EXERCISE DETAILS — Write out the rows below again with every "gets one marker" replaced by "receives one point" and nothing else altered. Leave out the pictures.

PROVIDED DATA —
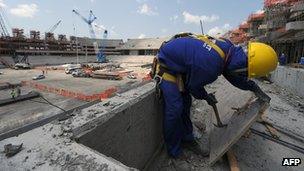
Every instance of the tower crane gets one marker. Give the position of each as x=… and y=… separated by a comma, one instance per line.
x=90, y=20
x=19, y=62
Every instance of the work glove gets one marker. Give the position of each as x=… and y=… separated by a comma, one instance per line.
x=261, y=95
x=211, y=100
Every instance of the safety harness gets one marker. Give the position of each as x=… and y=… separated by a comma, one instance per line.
x=161, y=72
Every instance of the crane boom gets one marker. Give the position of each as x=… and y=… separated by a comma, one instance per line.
x=100, y=55
x=55, y=26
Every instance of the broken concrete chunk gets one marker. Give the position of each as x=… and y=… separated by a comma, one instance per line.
x=11, y=150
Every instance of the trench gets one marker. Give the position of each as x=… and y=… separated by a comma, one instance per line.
x=132, y=135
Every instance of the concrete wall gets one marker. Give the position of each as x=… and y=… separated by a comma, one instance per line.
x=296, y=25
x=290, y=78
x=132, y=135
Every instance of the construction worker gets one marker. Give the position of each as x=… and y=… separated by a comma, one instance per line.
x=13, y=93
x=282, y=59
x=188, y=62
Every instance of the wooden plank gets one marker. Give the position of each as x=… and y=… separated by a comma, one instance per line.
x=19, y=98
x=223, y=138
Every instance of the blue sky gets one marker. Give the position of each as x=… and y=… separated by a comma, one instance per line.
x=129, y=18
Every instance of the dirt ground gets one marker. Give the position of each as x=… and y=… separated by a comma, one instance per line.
x=253, y=152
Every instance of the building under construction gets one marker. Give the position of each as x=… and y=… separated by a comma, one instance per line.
x=69, y=111
x=281, y=24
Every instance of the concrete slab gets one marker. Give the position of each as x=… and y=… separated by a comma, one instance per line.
x=28, y=96
x=132, y=134
x=50, y=147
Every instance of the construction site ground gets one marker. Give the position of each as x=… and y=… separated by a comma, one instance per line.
x=54, y=150
x=19, y=114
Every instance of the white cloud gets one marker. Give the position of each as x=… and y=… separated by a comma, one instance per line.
x=2, y=4
x=164, y=30
x=141, y=1
x=174, y=18
x=259, y=11
x=219, y=31
x=190, y=18
x=146, y=10
x=141, y=36
x=25, y=10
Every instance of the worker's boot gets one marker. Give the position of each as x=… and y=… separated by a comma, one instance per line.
x=180, y=163
x=196, y=148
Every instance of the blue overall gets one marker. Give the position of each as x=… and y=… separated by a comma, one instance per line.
x=201, y=66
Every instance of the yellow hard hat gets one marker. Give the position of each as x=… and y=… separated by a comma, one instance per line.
x=262, y=59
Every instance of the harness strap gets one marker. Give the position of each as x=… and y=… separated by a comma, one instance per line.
x=162, y=71
x=212, y=44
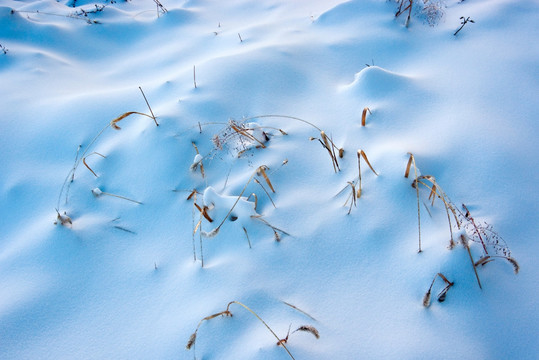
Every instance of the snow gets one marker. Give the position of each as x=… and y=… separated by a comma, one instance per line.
x=105, y=258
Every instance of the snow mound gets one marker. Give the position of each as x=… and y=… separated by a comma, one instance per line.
x=375, y=82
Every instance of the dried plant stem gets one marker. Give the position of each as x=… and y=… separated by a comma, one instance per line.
x=352, y=196
x=247, y=236
x=360, y=154
x=469, y=217
x=262, y=171
x=436, y=191
x=263, y=188
x=326, y=144
x=262, y=321
x=246, y=134
x=201, y=164
x=284, y=117
x=411, y=161
x=464, y=241
x=489, y=258
x=216, y=230
x=364, y=115
x=441, y=296
x=149, y=107
x=88, y=167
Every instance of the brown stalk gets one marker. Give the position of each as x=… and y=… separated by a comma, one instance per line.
x=411, y=161
x=246, y=134
x=201, y=164
x=464, y=241
x=204, y=212
x=255, y=197
x=263, y=188
x=361, y=153
x=216, y=230
x=485, y=260
x=364, y=115
x=114, y=122
x=325, y=143
x=149, y=107
x=262, y=170
x=263, y=322
x=469, y=217
x=436, y=190
x=353, y=196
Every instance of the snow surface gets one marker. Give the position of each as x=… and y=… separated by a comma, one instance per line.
x=115, y=279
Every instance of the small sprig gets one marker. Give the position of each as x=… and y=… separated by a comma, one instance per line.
x=442, y=295
x=463, y=22
x=192, y=339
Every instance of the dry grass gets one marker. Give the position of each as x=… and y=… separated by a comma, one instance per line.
x=328, y=144
x=364, y=116
x=267, y=194
x=486, y=259
x=198, y=163
x=149, y=107
x=437, y=192
x=464, y=241
x=361, y=154
x=411, y=161
x=442, y=295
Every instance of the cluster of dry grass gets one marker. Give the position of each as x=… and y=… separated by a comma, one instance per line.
x=244, y=137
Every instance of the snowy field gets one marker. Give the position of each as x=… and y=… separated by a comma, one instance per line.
x=260, y=188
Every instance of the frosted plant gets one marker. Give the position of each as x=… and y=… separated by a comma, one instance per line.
x=432, y=11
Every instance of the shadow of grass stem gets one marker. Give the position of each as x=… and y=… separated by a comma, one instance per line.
x=411, y=161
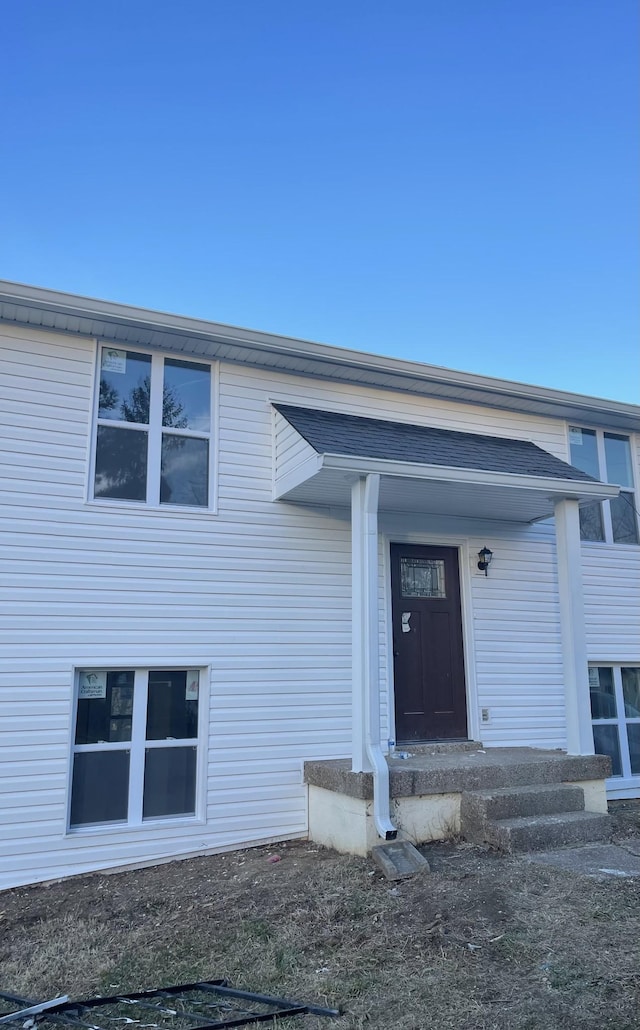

EXERCISE OUTPUT —
Every instance of the tower crane receives one point. Give the position of each as x=… and y=… separated by a comma, one instance per line.
x=90, y=20
x=19, y=62
Every instance of the work glove receives one point. Give the position of each as x=… and y=… separated by a comma, one instance per line.
x=261, y=95
x=211, y=100
Every instance of the safety harness receives one point. Give the position of each as x=… and y=… separated by a comma, one instance per line.
x=161, y=72
Every instance of the crane boom receives one point. Give the position of each as x=… and y=… separated by a comma, one instance per line.
x=100, y=55
x=55, y=26
Every instance of the broken concrete chunk receives one point. Give the position of each as x=… and y=… separated by a comma, one instance per line.
x=11, y=150
Every instance of the trench receives one point. Give the position of each as x=… and y=… separated by a comma, one instance per line.
x=132, y=135
Every instance of the concrete wall receives one point. Give the position of each as x=… and y=… separated by a comma, one instance per line.
x=296, y=25
x=290, y=78
x=132, y=135
Every instance of the construction worker receives one point. Give the position of each as x=… and y=… separated by a comma, one instance per line.
x=13, y=93
x=282, y=59
x=188, y=62
Every instance of the wooden plank receives one point. Give the position of each as x=… and y=… separated by a comma, one instance per line.
x=19, y=98
x=223, y=138
Every instance of the blue sky receives one point. Give the position of each as x=… and y=… separated by a comma, one instance per line.
x=129, y=18
Every instance of the dirt ground receives one point. Give the position of each as x=… and y=… separated by a comma, one instance per line.
x=253, y=152
Every instance of the building under construction receives one point. Give the position of each as x=… and y=… separated by a comma, one instance per line.
x=69, y=111
x=281, y=24
Every instance of the concrete slab receives one point. Give the position of each as x=… and y=… separated by a comma, one instance per line.
x=28, y=96
x=132, y=134
x=50, y=147
Every instance of the construction site ground receives one point. Give the position of each as x=… and y=… separated by a comma, one instance per line.
x=54, y=150
x=19, y=114
Every instance of the white cloud receives one point. Give the position of each as x=… and y=… separated by a comma, one instance per line.
x=2, y=4
x=164, y=30
x=141, y=1
x=174, y=18
x=259, y=11
x=219, y=31
x=190, y=18
x=146, y=10
x=141, y=36
x=25, y=10
Every instance of the worker's boot receives one point. Give the position of each as x=… and y=… separated by a comma, one instance per line.
x=180, y=163
x=196, y=148
Every instance of the blue overall receives one point. Give the position of each as x=… and y=… separated by a comma, one instance per line.
x=201, y=66
Every instance of the yellow hard hat receives one point. Give the position of each as x=… and y=… separated by a comma, one instance per line.
x=262, y=59
Every instance of the harness strap receives one point. Give the position of each as x=… and y=… separated by a comma, one instance per line.
x=162, y=71
x=212, y=44
Every instance of the snow receives one point. Give the position of each as x=… and y=… separated by a comma, one instance per line.
x=105, y=258
Every instance of the snow mound receives one point. Give the position of each as x=… and y=… separated by a comma, one instance per line.
x=375, y=82
Every instance of the dried plant stem receives one point. Give the position of each as x=… and y=… separated by a comma, one instance per line.
x=352, y=196
x=247, y=236
x=360, y=154
x=469, y=217
x=262, y=171
x=436, y=191
x=263, y=188
x=326, y=144
x=262, y=321
x=246, y=134
x=201, y=164
x=284, y=117
x=411, y=161
x=464, y=241
x=489, y=258
x=216, y=230
x=364, y=115
x=441, y=296
x=149, y=107
x=88, y=167
Every instance of the brown stalk receives one point. Give the position of each as x=… and y=… separated by a comma, one instance per line.
x=411, y=161
x=246, y=134
x=201, y=164
x=464, y=241
x=204, y=212
x=255, y=197
x=263, y=188
x=361, y=153
x=216, y=230
x=485, y=260
x=364, y=115
x=114, y=122
x=325, y=143
x=149, y=107
x=262, y=170
x=263, y=322
x=469, y=217
x=436, y=190
x=353, y=196
Every instance of the snow surface receives one point. Give the position of each as x=… and y=… separated by a comma, one instance per line.
x=115, y=279
Every instance of the small sprig receives one point. Give the position of each as x=… and y=… separated by a comma, one instance per line.
x=442, y=295
x=463, y=22
x=192, y=339
Every instance of the dry grass receives one point. Give the position of each as x=… and y=… separated by a comma, one instance per line.
x=328, y=144
x=364, y=116
x=267, y=194
x=486, y=259
x=198, y=163
x=149, y=107
x=437, y=192
x=464, y=241
x=361, y=154
x=411, y=161
x=442, y=295
Every instance of the cluster of dry grass receives one point. Give the position of each as x=… and y=… separated by a comma, one instance per line.
x=244, y=137
Every instance of the snowy field receives one point. Give the position of each as x=… and y=… separated by a comma, one instance per line.
x=260, y=188
Every instance of the frosted plant receives one point. Give the position of each as x=… and y=… separated by a comma, one instance per line.
x=432, y=11
Every instance of the shadow of grass stem receives one point. Give the position of each as x=… and y=… separated by a comma, one instance per line.
x=411, y=161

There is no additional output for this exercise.